What the task asks:
Format every line of the listing below as a JSON list of strings, one string per line, with blank lines omitted.

Material shown:

>>>>

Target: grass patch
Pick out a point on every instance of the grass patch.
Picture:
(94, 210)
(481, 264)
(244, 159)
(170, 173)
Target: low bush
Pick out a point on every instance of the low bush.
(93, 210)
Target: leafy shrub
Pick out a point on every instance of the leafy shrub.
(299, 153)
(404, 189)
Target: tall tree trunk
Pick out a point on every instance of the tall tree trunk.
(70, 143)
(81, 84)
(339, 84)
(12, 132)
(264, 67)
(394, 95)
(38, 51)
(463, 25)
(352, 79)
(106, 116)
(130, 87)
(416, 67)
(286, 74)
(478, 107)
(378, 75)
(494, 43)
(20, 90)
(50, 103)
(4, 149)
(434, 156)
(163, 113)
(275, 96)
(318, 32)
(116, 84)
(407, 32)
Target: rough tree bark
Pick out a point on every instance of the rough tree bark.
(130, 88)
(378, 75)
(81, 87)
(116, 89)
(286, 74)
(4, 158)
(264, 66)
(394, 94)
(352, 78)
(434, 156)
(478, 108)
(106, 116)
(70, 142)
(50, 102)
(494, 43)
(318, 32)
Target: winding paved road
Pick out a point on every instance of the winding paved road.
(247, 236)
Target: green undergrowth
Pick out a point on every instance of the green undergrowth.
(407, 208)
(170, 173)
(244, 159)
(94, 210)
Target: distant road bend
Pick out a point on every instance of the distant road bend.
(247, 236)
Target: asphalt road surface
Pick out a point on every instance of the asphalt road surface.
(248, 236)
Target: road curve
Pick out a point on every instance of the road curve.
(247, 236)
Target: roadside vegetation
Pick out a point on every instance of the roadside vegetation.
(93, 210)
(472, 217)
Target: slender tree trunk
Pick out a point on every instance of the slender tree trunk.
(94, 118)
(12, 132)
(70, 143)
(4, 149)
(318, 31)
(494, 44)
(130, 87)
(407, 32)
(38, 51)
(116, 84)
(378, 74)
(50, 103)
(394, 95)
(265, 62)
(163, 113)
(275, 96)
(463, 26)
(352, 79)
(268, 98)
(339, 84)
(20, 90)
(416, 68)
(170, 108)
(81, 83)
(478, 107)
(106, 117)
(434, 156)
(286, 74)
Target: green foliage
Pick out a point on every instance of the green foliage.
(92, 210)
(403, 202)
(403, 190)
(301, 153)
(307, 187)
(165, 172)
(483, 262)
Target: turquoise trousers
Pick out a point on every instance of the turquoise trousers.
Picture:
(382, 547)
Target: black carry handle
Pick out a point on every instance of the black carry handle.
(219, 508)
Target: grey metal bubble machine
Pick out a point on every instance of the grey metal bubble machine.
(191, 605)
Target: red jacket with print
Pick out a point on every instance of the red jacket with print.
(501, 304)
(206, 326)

<<<<

Problem solution:
[
  "Target: grass patch",
  "Pick out a point on every instance of the grass patch.",
  "Picture:",
  "(94, 210)",
  "(481, 264)",
  "(244, 159)",
  "(170, 173)",
  "Target: low bush",
  "Pick out a point on every instance of the low bush.",
  "(93, 210)",
  "Target: leafy shrub",
  "Pick out a point on every instance of the leafy shrub.",
  "(299, 153)",
  "(404, 189)",
  "Target: tall tree trunk",
  "Pick out a point on every instance of the tall tree trunk.",
  "(70, 143)",
  "(81, 84)",
  "(339, 84)",
  "(12, 132)",
  "(264, 67)",
  "(394, 95)",
  "(38, 51)",
  "(463, 25)",
  "(352, 79)",
  "(106, 116)",
  "(130, 87)",
  "(416, 67)",
  "(286, 74)",
  "(478, 107)",
  "(378, 75)",
  "(494, 43)",
  "(20, 90)",
  "(50, 103)",
  "(4, 149)",
  "(434, 156)",
  "(163, 113)",
  "(275, 96)",
  "(318, 32)",
  "(116, 84)",
  "(407, 32)",
  "Target: rough tree bark",
  "Pick out a point on every instance of the rough tree bark.",
  "(130, 88)",
  "(378, 75)",
  "(81, 87)",
  "(116, 89)",
  "(286, 74)",
  "(4, 158)",
  "(264, 66)",
  "(394, 94)",
  "(352, 78)",
  "(434, 156)",
  "(478, 108)",
  "(106, 116)",
  "(70, 142)",
  "(50, 102)",
  "(494, 43)",
  "(318, 32)",
  "Target: winding paved road",
  "Pick out a point on every instance of the winding paved road.",
  "(247, 236)",
  "Target: green undergrowth",
  "Pick out a point on every instance of the green undergrowth.",
  "(407, 208)",
  "(170, 173)",
  "(244, 159)",
  "(94, 210)",
  "Target: distant road bend",
  "Pick out a point on every instance of the distant road bend.",
  "(247, 236)",
  "Target: asphalt road surface",
  "Pick out a point on every instance of the asphalt road surface.",
  "(248, 236)",
  "Target: road curve",
  "Pick out a point on every instance of the road curve.",
  "(247, 236)",
  "Target: roadside vegetation",
  "Pick out a point on every instance of the roadside vegetation.",
  "(93, 210)",
  "(472, 217)",
  "Target: slender tree trunk",
  "Pick out a point on every instance of the slender tree trunk.",
  "(94, 118)",
  "(12, 132)",
  "(70, 143)",
  "(4, 149)",
  "(318, 31)",
  "(494, 44)",
  "(130, 87)",
  "(407, 32)",
  "(38, 51)",
  "(116, 84)",
  "(378, 74)",
  "(50, 103)",
  "(394, 95)",
  "(265, 62)",
  "(163, 113)",
  "(275, 96)",
  "(463, 26)",
  "(352, 79)",
  "(268, 98)",
  "(339, 84)",
  "(20, 90)",
  "(416, 68)",
  "(170, 108)",
  "(81, 83)",
  "(478, 107)",
  "(106, 117)",
  "(434, 156)",
  "(286, 74)",
  "Target: green foliage",
  "Pick out a point on every instance of the green foliage.",
  "(92, 210)",
  "(403, 202)",
  "(403, 190)",
  "(301, 153)",
  "(307, 187)",
  "(165, 172)",
  "(483, 262)",
  "Target: turquoise trousers",
  "Pick out a point on every instance of the turquoise trousers.",
  "Picture:",
  "(382, 547)",
  "Target: black carry handle",
  "Pick out a point on every instance of the black carry handle.",
  "(219, 508)",
  "Target: grey metal bubble machine",
  "Pick out a point on every instance of the grey metal bubble machine.",
  "(191, 605)",
  "Target: red jacket with print",
  "Pick out a point on every instance of the red jacket with print.",
  "(501, 304)",
  "(206, 326)"
]